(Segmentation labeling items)

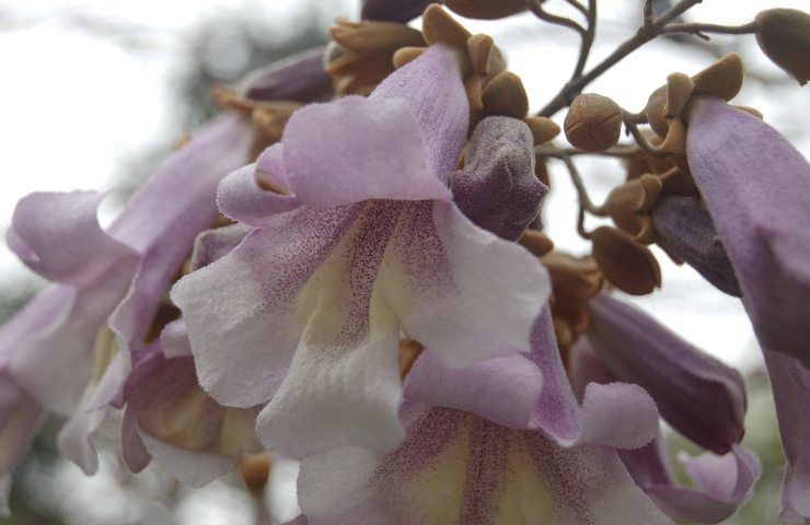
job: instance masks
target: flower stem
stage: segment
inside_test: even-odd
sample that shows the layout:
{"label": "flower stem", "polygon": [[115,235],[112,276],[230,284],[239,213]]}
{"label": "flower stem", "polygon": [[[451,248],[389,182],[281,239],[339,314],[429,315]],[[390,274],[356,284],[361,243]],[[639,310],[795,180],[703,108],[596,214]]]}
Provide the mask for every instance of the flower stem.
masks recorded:
{"label": "flower stem", "polygon": [[[661,13],[660,16],[645,21],[644,25],[639,27],[634,36],[626,39],[618,46],[608,58],[597,65],[593,69],[585,74],[579,74],[571,79],[552,101],[540,110],[537,115],[543,117],[551,117],[558,110],[566,107],[570,102],[582,91],[582,88],[593,82],[599,75],[608,71],[610,68],[620,62],[630,52],[635,51],[643,45],[652,40],[657,36],[661,35],[667,24],[673,19],[676,19],[688,9],[701,3],[703,0],[681,0],[672,8]],[[535,11],[536,14],[536,11]],[[566,19],[567,20],[567,19]],[[570,21],[569,21],[570,22]],[[577,24],[578,25],[578,24]],[[581,26],[578,27],[585,31]],[[581,33],[580,33],[581,34]]]}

WHAT YOU NEED TO DO:
Can you change "even-odd" to "nonzero" throughout the listing above and give it back with everything else as it was? Leave the pictures out.

RESULT OF THE EXERCISE:
job: instance masks
target: flower stem
stage: segment
inside_test: nonzero
sample that shows the layout:
{"label": "flower stem", "polygon": [[115,235],[112,276],[230,284],[239,213]]}
{"label": "flower stem", "polygon": [[[451,248],[389,182],[281,239],[339,314],[429,315]],[[390,274],[356,284],[361,243]],[[639,310],[795,180],[703,108],[596,214]]]}
Provide the mask for every instance of the flower stem.
masks recorded:
{"label": "flower stem", "polygon": [[[661,13],[660,16],[645,21],[644,25],[639,27],[634,36],[626,39],[618,46],[608,58],[597,65],[593,69],[585,74],[579,74],[571,79],[552,101],[540,110],[537,115],[543,117],[551,117],[558,110],[566,107],[570,102],[582,91],[582,88],[593,82],[599,75],[608,71],[610,68],[620,62],[630,52],[635,51],[643,45],[652,40],[657,36],[661,35],[667,24],[673,19],[676,19],[688,9],[701,3],[703,0],[681,0],[672,8]],[[535,11],[536,14],[536,11]],[[566,19],[567,20],[567,19]],[[570,21],[569,21],[570,22]],[[577,24],[578,25],[578,24]],[[581,26],[578,27],[585,31]],[[581,33],[580,33],[581,34]]]}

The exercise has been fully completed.